(Entries taken from a collection)
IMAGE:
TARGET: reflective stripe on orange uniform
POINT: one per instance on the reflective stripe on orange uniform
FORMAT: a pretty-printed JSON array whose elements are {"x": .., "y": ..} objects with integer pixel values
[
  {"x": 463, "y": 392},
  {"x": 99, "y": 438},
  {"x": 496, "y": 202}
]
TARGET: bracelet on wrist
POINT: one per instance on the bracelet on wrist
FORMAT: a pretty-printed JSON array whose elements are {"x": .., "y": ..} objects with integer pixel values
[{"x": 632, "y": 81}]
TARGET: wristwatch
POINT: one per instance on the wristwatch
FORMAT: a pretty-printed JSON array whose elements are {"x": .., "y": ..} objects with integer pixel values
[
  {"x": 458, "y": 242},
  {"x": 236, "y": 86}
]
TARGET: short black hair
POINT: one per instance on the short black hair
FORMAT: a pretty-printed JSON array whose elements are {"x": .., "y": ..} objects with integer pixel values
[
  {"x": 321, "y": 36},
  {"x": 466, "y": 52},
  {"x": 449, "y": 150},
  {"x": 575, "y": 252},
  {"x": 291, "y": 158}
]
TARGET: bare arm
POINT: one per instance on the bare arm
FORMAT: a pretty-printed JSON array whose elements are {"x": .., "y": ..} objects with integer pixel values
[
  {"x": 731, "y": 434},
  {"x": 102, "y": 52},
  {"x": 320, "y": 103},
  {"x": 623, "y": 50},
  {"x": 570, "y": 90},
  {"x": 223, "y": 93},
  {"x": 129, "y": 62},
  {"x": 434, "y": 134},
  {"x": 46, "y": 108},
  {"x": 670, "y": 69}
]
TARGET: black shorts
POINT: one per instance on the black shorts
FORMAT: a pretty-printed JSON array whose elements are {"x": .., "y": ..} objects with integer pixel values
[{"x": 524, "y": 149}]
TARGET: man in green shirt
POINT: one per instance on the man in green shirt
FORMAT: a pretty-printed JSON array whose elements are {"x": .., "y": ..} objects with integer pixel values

» **ACTIVITY**:
Using the data above, tally each line that contains "bracelet". Write only the total.

» **RESPONSE TO THIS TASK**:
2